* Begin Passage shown *

Macrotech Developers Ltd (Lodha) expects its pre-sales or bookings to surge to Rs21,000 crore this financial year from Rs17,600 crore in 2024-25, driven by its key Mumbai Metropolitan Region market as well as its new geographies of Bengaluru and Pune.
Lodha’s management expects at least five projects to be operational in Bengaluru in FY26. While the company’s business development pipeline in Bengaluru signals a significant scale-up over the next 2-3 years, the city already accounts for 2-3% of Macrotech’s total pre-sales. This is expected to reach 15% over the next decade.
In Pune, Lodha has added two new projects, taking its total count in the city to nine. It expects Pune to contribute a substantial portion of FY26 pre-sales.

* End Passage shown *
* Begin Data lines *

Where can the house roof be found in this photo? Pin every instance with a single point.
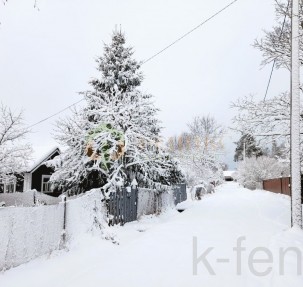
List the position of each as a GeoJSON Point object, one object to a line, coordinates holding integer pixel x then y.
{"type": "Point", "coordinates": [42, 159]}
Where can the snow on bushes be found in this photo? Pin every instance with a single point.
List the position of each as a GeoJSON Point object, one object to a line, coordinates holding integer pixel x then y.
{"type": "Point", "coordinates": [253, 171]}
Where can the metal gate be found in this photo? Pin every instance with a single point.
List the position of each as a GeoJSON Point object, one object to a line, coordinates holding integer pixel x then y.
{"type": "Point", "coordinates": [123, 205]}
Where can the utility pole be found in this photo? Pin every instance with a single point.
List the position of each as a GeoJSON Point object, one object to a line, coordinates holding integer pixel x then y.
{"type": "Point", "coordinates": [296, 207]}
{"type": "Point", "coordinates": [244, 151]}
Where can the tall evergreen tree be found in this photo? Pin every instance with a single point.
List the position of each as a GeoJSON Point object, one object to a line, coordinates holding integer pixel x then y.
{"type": "Point", "coordinates": [251, 148]}
{"type": "Point", "coordinates": [116, 137]}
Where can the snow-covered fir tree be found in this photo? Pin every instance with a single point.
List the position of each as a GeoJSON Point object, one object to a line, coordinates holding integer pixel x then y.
{"type": "Point", "coordinates": [116, 137]}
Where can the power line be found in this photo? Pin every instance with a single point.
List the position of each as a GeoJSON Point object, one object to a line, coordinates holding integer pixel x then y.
{"type": "Point", "coordinates": [189, 32]}
{"type": "Point", "coordinates": [57, 113]}
{"type": "Point", "coordinates": [274, 62]}
{"type": "Point", "coordinates": [150, 58]}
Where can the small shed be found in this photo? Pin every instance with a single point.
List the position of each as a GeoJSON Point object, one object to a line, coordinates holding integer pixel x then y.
{"type": "Point", "coordinates": [37, 176]}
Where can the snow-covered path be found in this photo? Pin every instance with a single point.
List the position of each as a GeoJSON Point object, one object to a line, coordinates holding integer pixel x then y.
{"type": "Point", "coordinates": [158, 251]}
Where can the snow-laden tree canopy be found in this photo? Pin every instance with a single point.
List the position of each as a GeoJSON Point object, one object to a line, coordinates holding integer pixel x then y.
{"type": "Point", "coordinates": [199, 150]}
{"type": "Point", "coordinates": [252, 171]}
{"type": "Point", "coordinates": [14, 153]}
{"type": "Point", "coordinates": [267, 121]}
{"type": "Point", "coordinates": [247, 142]}
{"type": "Point", "coordinates": [276, 43]}
{"type": "Point", "coordinates": [116, 136]}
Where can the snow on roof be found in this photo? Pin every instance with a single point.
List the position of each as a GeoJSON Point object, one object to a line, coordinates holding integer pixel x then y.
{"type": "Point", "coordinates": [228, 173]}
{"type": "Point", "coordinates": [39, 160]}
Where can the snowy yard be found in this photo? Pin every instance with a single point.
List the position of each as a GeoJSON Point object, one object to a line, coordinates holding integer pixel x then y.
{"type": "Point", "coordinates": [158, 250]}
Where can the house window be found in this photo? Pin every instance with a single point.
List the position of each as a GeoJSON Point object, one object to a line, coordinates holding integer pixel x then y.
{"type": "Point", "coordinates": [45, 184]}
{"type": "Point", "coordinates": [10, 187]}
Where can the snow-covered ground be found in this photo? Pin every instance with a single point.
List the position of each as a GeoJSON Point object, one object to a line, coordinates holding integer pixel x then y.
{"type": "Point", "coordinates": [158, 250]}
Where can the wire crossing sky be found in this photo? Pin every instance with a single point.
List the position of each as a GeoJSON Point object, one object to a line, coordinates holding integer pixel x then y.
{"type": "Point", "coordinates": [149, 59]}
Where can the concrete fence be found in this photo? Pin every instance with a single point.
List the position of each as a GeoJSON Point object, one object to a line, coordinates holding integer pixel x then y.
{"type": "Point", "coordinates": [29, 232]}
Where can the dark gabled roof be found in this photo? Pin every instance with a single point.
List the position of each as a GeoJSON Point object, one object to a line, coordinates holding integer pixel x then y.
{"type": "Point", "coordinates": [43, 159]}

* End Data lines *

## [What is asked]
**1.** Format the entries from the line containing "Where can the dark" through the end of the entries as a two-column CSV with the columns request and answer. Give one row per request, and put each value in a single quoted field with its line breaks replaced by spaces.
**2.** Resume the passage on Lodha's pre-sales at the point where it stops.

## [Task results]
**1.**
request,answer
"Where can the dark gabled roof be found in this photo? Pin every instance with a single point. List the position of each as a GeoJSON Point object, one object to a line, coordinates holding integer pixel x then y.","{""type"": ""Point"", ""coordinates"": [43, 159]}"

**2.**
Overall, Lodha has guided launches of 13.1 million square feet (msf) for FY26, with a gross development value (GDV) of Rs18,800 crore across 17 projects in Mumbai Metropolitan Region, Bengaluru and Pune. This compares with 10 project launches of 9.8 msf with a GDV of Rs13,700 crore in FY25 (excluding digital infra projects).
Lodha also plans to enter a new city in FY26. With these expansions, it is projecting a sustainable compound annual growth rate of 20% in pre-sales by FY31.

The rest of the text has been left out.